-- Begin Data supplied --

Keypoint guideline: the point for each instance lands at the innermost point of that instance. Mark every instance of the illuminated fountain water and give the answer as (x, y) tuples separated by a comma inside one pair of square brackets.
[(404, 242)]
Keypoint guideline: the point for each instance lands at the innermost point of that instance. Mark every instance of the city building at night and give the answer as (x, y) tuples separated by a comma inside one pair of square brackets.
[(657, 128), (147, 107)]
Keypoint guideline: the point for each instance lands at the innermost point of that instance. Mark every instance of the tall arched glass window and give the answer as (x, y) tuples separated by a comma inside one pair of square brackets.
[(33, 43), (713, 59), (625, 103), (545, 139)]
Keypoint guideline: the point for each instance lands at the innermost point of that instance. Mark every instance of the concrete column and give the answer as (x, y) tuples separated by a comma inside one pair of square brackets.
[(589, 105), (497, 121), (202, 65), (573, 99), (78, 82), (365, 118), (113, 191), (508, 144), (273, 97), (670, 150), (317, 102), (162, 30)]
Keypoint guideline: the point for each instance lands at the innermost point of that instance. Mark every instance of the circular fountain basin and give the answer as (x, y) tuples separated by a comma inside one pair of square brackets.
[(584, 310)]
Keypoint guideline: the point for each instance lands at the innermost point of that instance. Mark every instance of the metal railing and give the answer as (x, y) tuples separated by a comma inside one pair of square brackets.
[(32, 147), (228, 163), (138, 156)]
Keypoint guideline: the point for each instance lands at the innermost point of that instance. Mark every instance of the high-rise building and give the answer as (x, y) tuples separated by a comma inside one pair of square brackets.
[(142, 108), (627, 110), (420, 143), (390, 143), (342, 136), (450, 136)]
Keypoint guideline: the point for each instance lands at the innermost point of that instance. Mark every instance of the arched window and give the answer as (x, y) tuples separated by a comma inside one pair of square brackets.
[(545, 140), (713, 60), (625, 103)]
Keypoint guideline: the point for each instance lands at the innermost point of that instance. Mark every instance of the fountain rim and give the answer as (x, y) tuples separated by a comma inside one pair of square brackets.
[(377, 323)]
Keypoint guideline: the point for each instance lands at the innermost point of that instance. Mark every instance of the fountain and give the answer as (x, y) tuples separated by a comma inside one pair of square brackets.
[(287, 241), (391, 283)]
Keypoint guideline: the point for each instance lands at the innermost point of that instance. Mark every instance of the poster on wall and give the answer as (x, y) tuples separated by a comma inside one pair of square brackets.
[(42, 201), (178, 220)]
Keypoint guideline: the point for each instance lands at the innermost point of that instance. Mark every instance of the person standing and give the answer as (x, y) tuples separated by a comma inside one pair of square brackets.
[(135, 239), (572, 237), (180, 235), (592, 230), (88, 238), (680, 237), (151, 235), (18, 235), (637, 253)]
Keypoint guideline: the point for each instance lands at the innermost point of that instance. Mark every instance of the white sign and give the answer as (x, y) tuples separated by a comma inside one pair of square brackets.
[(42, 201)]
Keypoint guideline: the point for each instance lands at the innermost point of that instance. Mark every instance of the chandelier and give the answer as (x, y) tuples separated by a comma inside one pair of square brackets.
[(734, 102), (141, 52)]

-- End Data supplied --

Exercise aim
Reproduce all of the records above, changing every "innermost point" to "most central interior point" and keeping everything else identical.

Answer to this problem
Keypoint guideline: the point for each instance lands at the most central interior point of that instance. Mark every instance of the illuminated fountain water and give the answer as (x, y) tuples separated by a comma inside one pair of square brackets.
[(404, 242)]
Keypoint guideline: the point for each instance lands at the most central interior point of that instance. Mark every instance of the city building at night and give the answer as (x, y) tuples separated by a comma inside one pair of square brackets.
[(657, 128), (147, 107)]
Keypoint guideline: the point for each instance lands at the most central interior point of that instance. Mark every instance of the tall arched glass window and give the answer as (x, y) tuples separated by a comma inside one pair of square brackets.
[(33, 43), (713, 59), (625, 103), (545, 139)]
Keypoint guideline: the point for each instance lands at the most central interior point of that instance. Mark every instance of the concrete column and give the answer as (x, y) tuples separated by a comma inside one pair of square brackets.
[(589, 105), (497, 121), (202, 65), (573, 99), (78, 82), (365, 118), (113, 191), (508, 144), (273, 97), (670, 150), (317, 102), (162, 30)]
Keypoint guideline: the point for each instance lands at the most central interior point of that instance. Mark every instance of the circular fountain basin and give the answer as (x, y) tuples separated by a comma inside one pair of square brackets.
[(584, 310)]
Keypoint guideline: the point for each instance lands at the most central interior point of that instance. Mark every instance of the metal railing and give the answer as (x, y) tuples separated by a comma inside one pair of square brackets.
[(32, 147), (228, 163), (138, 156)]
Keypoint guideline: the point for each instance lands at the most central interior point of that instance. Mark every instance of the high-rise building and give the answer as (x, y) tuples separated by a comma inside one pair of square brackets.
[(142, 108), (627, 110), (420, 143), (390, 143), (342, 136), (450, 136)]
Keypoint guideline: the point for each instance lands at the most central interior point of that instance. Mark every instance of the arched window and give the answer as (x, y) tuples separated by a comma inside one pair of square brackets.
[(545, 140), (713, 60), (625, 103)]
Keypoint guideline: the point for each instance lands at the most central interior point of that instance. Mark every instance of the fountain rim and give the answer as (x, y) tuples separated by a comma inside one pair of square brackets.
[(377, 323)]
Keypoint guideline: the point for each instance lands at the most central interior point of that instance. Mark every instance of the fountain and give the answer as (x, y) tuples separated by a comma inside one pair of square brackets.
[(287, 241), (391, 283)]
Keypoint guideline: the point for each instance lands at the most central interior point of that instance. Mark every instance of the poster on wall and give the answer as (x, y) tuples separated by a comma inside one pair of square brackets.
[(42, 201), (178, 220)]
Keypoint guideline: the point for each instance lands at the most central interior point of that instance. Mark every instance of the person standing and give the answer as (x, y) tuples separated by a comma inside one pair of square brackets.
[(135, 239), (572, 237), (180, 235), (592, 230), (88, 238), (680, 237), (151, 235), (18, 235), (637, 253)]
Keypoint guideline: the point for each instance lands at the most central interior point of that instance. Mark every instance of the white sign and give the answer as (x, y) tuples separated by a comma inside one pair of square brackets.
[(42, 201)]
Keypoint guideline: the point for each instance lands at the most central interior point of that instance. Mark every instance of the chandelier and give the answer as (x, y) tuples separated by a comma inside one pair of square brackets.
[(734, 102), (141, 52)]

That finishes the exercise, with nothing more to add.